__EXCERPTED PASSAGE__
§ §

Inge Hannemann (born 1968) is a German blogger, whistleblower, Hartz IV critic and politician. In February 2015, she was elected to the Hamburg Parliament for the political party Die Linke (The Left).

== Life ==
Born in Hamburg, Hannemann trained as a forwarding merchant, network administrator and job placement counselor. She studied journalism, is a member of the labor union Ver.di, and advocates an unconditional basic income. She is active in local politics in Hamburg. Although she is not a member of the party Die Linke, she was voted to the district assembly Hamburg Altona in May 2014. During the Hamburg parliamentary elections, she ran for Die Linke on place 13 of the party list. With 7,570 direct votes, she won a seat in the 21st Hamburg parliament. In Hamburg parliament she sits on the petitions committee. She is the spokesperson for labor market policy for the parliamentary group of Die Linke. On 10 May 2017, Hannemann announced that she would resign from her seat in the Hamburg Parliament for health reasons, effective 31 July, and would withdraw from politics.

Hannemann is married and has a daughter.

== Controversy on the sanctions practice ==
From 2005, Hannemann worked for the Job Center Hamburg-Altona. According to media articles, she refused to issue sanctions in case of rule violations over several months. Hannemann denies these accusations and claims to have only withdrawn sanctions in individual, justified cases. Whether to issue a sanction or not lies within the discretion of the case worker. Furthermore, Hannemann criticized how case workers at the Job Center deal with recipients of benefits of Hartz IV and applicable guidelines. For these reasons, she was suspended by the Job Center in 2013 and was banned from entering the premises.
Hannemann was offered a position in the district office of Eimsbüttel, which she declined. Instead, she sought reinstatement as a job placement counselor at the Job Center. Her emergency appeal was rejected by the labor court on 30 July 2013. The main proceedings were originally scheduled for 11 July 2014 but the court cancelled the day before because the city of Hamburg revoked her assignment to the Job Center in order to employ her in a different position. Hannemann's attempts to reverse the revocation of the secondment were unsuccessful. In December 2014 Hannemann agreed to a settlement and has worked for the integration office since.

Over 16,000 people signed an online-petition demanding that her employer withdraw the disciplinary actions against Hannemann.

§ §

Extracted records
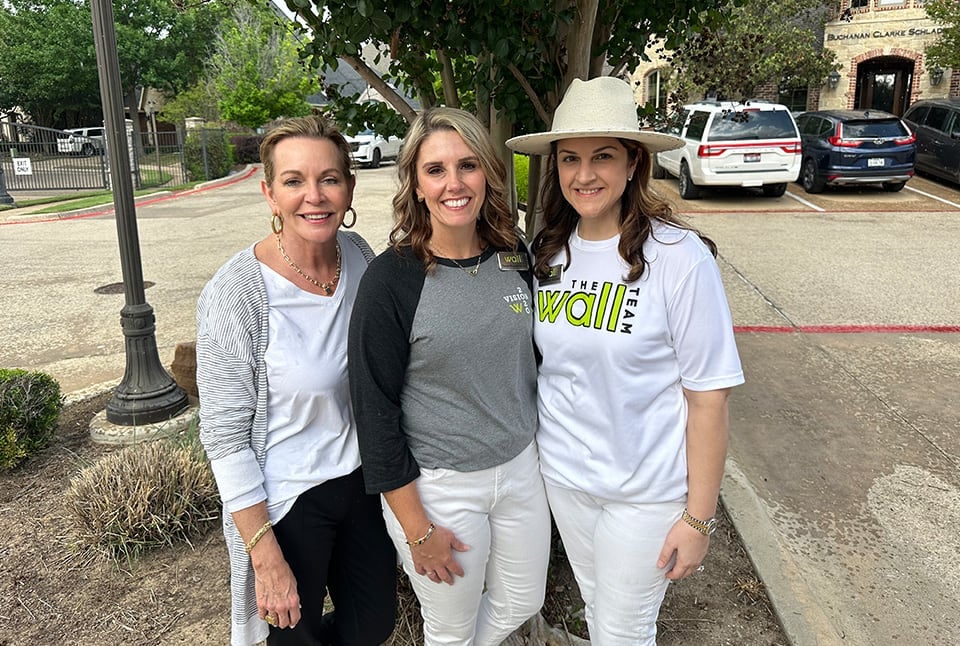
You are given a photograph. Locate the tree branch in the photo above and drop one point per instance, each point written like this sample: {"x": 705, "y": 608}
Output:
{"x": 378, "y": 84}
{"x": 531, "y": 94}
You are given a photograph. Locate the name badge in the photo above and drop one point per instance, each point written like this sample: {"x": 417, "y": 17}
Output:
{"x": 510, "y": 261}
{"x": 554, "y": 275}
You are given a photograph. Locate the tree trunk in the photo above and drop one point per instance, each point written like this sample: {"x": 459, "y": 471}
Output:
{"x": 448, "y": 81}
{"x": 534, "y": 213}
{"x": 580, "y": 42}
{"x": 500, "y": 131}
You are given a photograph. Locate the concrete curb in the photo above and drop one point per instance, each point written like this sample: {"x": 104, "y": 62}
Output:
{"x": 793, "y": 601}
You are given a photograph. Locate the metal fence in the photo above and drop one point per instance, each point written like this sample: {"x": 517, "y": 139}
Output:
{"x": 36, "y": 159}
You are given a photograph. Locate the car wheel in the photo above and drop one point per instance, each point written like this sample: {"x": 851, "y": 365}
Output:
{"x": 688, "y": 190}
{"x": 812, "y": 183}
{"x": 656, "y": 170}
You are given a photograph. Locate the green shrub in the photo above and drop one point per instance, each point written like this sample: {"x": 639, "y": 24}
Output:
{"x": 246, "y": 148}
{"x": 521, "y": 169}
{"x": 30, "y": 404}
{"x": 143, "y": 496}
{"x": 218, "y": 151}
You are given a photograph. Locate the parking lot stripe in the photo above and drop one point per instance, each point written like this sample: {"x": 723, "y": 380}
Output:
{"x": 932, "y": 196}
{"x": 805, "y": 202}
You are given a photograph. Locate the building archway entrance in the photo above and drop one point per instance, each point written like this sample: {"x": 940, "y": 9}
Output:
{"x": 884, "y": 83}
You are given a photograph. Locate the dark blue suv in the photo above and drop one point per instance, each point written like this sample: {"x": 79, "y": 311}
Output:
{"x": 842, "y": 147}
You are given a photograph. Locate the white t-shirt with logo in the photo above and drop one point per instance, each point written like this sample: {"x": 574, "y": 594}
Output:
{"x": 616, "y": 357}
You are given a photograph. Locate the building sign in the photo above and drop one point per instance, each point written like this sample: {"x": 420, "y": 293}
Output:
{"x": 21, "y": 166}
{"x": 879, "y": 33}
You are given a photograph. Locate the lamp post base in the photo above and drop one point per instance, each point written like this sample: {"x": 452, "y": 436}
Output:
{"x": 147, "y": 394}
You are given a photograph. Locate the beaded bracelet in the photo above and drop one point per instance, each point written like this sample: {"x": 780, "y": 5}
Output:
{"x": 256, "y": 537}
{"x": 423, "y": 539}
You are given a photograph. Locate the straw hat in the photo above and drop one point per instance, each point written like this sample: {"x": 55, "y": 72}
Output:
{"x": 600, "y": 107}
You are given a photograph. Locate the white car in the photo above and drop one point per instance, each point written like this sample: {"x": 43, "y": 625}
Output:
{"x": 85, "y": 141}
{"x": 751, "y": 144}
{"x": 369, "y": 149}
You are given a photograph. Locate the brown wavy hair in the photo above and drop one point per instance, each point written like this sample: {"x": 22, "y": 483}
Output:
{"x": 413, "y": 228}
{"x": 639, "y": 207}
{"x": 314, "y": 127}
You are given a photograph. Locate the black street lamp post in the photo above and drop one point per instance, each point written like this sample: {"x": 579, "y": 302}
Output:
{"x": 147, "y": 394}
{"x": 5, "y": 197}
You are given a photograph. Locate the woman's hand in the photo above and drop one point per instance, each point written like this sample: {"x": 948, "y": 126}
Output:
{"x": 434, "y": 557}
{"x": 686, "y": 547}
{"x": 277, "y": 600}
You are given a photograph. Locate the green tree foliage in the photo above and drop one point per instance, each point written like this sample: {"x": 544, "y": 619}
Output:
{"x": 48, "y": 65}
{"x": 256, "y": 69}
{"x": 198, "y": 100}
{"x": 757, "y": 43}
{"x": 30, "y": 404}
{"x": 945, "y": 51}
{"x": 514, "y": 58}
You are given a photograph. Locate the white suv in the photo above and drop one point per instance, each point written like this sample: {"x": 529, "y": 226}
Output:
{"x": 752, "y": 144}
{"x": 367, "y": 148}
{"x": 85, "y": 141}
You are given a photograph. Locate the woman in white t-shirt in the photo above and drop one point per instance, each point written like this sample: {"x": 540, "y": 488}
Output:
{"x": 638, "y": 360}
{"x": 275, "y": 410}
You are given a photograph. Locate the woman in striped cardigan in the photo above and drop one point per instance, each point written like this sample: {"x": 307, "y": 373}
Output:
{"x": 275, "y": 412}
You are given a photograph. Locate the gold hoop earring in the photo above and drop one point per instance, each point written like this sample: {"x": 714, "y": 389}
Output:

§ §

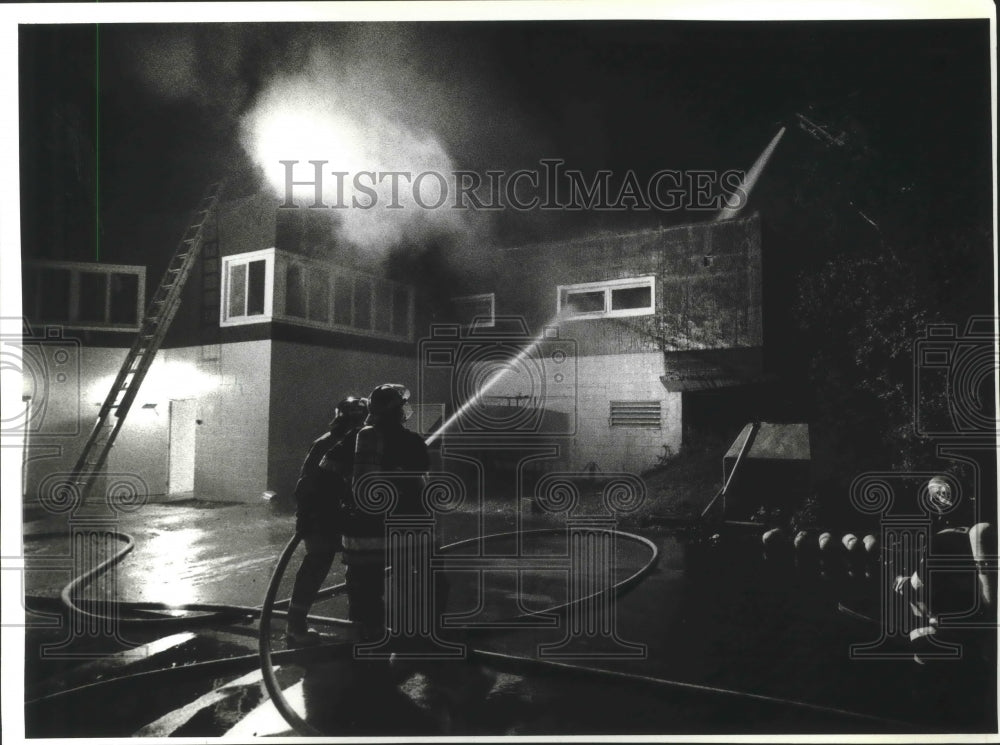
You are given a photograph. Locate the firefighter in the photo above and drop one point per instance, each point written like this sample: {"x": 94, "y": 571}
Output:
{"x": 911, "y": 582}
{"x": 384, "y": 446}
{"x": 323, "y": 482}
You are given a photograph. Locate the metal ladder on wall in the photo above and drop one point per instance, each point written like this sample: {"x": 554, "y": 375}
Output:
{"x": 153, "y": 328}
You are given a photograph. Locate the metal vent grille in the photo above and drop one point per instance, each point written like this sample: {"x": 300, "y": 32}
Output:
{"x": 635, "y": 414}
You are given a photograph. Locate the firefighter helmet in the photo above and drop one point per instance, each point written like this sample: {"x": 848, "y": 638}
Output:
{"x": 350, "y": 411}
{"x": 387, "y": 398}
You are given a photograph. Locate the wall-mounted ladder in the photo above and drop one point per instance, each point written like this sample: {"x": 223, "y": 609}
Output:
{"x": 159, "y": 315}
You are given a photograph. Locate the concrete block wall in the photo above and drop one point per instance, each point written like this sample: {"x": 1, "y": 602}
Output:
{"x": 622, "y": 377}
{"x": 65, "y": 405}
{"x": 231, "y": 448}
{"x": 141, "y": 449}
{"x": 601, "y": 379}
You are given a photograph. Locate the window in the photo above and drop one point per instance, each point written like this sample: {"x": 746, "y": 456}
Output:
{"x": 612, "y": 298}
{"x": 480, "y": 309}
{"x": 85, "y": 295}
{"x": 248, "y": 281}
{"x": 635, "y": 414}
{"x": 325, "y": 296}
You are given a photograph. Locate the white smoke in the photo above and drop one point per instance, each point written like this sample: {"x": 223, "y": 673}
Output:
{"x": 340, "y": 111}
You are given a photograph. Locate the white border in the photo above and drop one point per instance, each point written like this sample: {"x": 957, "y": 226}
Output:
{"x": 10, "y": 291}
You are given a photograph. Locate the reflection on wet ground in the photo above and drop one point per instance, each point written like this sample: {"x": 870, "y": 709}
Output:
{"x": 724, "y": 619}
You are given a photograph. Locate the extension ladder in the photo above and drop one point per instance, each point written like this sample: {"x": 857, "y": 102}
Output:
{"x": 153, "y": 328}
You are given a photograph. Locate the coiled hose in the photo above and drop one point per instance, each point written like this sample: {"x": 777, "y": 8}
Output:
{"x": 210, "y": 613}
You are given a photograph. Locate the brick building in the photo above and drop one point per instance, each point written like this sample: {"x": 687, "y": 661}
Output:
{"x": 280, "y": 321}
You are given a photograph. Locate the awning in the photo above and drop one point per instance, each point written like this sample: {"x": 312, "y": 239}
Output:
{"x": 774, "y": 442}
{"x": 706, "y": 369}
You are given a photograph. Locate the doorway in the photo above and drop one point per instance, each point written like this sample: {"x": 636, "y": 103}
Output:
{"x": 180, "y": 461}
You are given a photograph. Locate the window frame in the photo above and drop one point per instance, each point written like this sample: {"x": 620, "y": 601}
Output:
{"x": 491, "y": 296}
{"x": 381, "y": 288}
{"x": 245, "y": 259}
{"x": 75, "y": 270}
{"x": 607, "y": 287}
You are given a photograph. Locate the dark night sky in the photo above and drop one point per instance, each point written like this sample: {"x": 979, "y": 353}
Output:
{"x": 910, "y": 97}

§ §

__TASKS TO PERFORM__
a: In the passage on Inge Hannemann, how many direct votes did she receive when she won her seat in the 21st Hamburg parliament?
b: Pick out each line of the records that contains the word "green".
The records have nothing to do with the text.

__THE RESULTS__
a: 7,570

b:
You are given a photograph. Locate the green shrub in the photo above and drop one point per instance, each point written like this sample: {"x": 639, "y": 24}
You are given a photograph. Locate the green tree foliage in the photo above and drop one point per instance, each point written like this sample: {"x": 544, "y": 619}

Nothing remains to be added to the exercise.